** Work required **
Transcribe exactly the lines from the one containing "299L598 300L599 276L575" through the last line of the listing below, inclusive, and nothing beyond them.

** Dataset **
__________
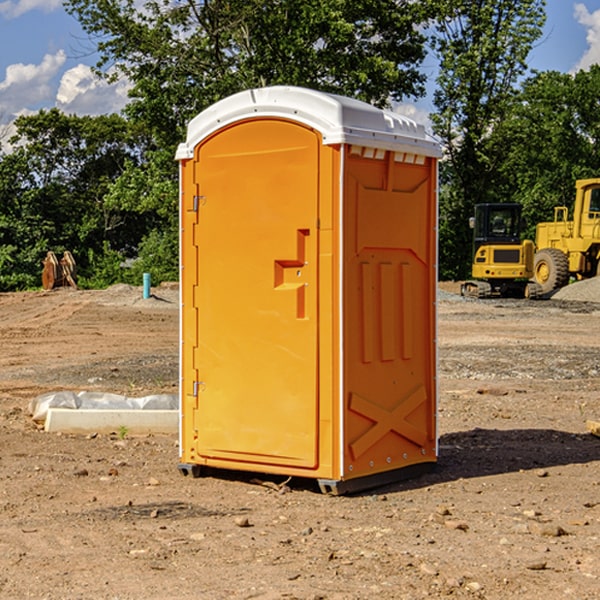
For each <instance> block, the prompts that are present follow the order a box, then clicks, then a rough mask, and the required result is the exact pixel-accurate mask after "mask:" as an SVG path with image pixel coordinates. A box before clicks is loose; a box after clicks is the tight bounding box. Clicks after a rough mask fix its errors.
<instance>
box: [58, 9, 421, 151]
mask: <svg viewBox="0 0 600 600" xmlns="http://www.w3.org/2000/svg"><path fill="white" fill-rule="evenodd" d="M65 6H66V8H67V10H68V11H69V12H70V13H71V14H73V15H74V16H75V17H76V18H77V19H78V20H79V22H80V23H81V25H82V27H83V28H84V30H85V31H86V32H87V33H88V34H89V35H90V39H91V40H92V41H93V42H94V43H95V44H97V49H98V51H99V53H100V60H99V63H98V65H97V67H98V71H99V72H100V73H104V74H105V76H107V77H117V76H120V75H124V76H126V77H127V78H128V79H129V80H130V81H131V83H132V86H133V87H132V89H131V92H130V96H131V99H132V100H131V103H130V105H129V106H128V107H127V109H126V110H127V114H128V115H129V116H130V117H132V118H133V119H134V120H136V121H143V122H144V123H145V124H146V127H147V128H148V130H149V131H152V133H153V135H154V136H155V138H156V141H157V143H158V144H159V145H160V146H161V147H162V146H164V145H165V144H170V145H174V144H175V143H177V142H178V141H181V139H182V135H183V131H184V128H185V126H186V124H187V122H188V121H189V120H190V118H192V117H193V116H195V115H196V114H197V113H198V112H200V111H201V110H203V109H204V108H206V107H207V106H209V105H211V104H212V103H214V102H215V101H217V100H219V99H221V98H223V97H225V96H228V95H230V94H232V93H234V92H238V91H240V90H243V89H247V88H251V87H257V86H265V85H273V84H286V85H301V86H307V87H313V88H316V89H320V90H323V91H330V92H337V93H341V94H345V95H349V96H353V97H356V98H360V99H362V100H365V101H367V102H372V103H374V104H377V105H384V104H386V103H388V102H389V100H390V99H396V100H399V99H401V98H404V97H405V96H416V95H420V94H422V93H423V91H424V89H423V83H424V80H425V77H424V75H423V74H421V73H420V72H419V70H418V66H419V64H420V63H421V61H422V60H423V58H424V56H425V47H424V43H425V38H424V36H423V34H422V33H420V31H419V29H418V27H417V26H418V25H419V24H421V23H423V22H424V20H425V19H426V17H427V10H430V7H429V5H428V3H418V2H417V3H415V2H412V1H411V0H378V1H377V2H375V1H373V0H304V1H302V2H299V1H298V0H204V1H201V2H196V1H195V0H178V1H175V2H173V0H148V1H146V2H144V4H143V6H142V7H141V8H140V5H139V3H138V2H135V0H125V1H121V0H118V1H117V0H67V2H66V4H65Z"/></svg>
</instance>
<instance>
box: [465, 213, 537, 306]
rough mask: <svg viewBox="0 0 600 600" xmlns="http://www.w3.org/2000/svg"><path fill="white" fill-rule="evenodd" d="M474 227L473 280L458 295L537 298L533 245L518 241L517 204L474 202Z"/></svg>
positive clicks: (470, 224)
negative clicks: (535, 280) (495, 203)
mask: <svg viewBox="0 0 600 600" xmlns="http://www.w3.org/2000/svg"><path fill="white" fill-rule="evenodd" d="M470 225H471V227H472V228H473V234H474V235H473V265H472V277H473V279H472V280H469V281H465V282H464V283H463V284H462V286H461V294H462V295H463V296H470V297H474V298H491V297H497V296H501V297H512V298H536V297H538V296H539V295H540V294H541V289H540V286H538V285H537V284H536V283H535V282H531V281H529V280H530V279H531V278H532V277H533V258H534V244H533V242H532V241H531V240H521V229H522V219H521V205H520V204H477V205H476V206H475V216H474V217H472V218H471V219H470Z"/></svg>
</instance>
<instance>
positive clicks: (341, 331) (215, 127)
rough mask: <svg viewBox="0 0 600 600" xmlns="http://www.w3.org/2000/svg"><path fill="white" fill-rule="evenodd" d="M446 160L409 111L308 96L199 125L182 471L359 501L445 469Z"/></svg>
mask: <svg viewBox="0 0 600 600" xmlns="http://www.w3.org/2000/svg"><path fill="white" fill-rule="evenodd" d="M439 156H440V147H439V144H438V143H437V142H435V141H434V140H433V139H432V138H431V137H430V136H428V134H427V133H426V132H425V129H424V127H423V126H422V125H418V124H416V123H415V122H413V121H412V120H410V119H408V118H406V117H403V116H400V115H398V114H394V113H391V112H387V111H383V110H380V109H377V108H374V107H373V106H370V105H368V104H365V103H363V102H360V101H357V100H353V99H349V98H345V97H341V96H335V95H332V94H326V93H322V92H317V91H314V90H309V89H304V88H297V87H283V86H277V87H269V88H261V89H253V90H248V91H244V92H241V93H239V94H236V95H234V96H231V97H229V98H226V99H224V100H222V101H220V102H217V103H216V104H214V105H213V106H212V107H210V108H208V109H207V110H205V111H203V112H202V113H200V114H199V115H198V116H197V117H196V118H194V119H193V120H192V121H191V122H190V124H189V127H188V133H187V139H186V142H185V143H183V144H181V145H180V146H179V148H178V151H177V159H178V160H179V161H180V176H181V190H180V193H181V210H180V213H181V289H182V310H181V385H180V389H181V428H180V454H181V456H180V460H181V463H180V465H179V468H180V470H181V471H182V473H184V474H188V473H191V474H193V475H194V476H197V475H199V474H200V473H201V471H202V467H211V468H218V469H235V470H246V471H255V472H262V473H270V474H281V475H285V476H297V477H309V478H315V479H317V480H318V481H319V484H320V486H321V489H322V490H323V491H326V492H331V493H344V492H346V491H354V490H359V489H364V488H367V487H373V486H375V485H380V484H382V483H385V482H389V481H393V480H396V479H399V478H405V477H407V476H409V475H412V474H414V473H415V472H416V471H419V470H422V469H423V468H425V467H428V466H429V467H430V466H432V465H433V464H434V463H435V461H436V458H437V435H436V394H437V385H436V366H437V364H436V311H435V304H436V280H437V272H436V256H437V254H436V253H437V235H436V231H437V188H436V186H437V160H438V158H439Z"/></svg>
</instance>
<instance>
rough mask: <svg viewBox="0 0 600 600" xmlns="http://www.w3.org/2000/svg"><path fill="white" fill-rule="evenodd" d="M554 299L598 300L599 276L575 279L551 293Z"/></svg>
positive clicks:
__________
** Result **
rough mask: <svg viewBox="0 0 600 600" xmlns="http://www.w3.org/2000/svg"><path fill="white" fill-rule="evenodd" d="M554 299L598 300L599 276L575 279L551 293Z"/></svg>
positive clicks:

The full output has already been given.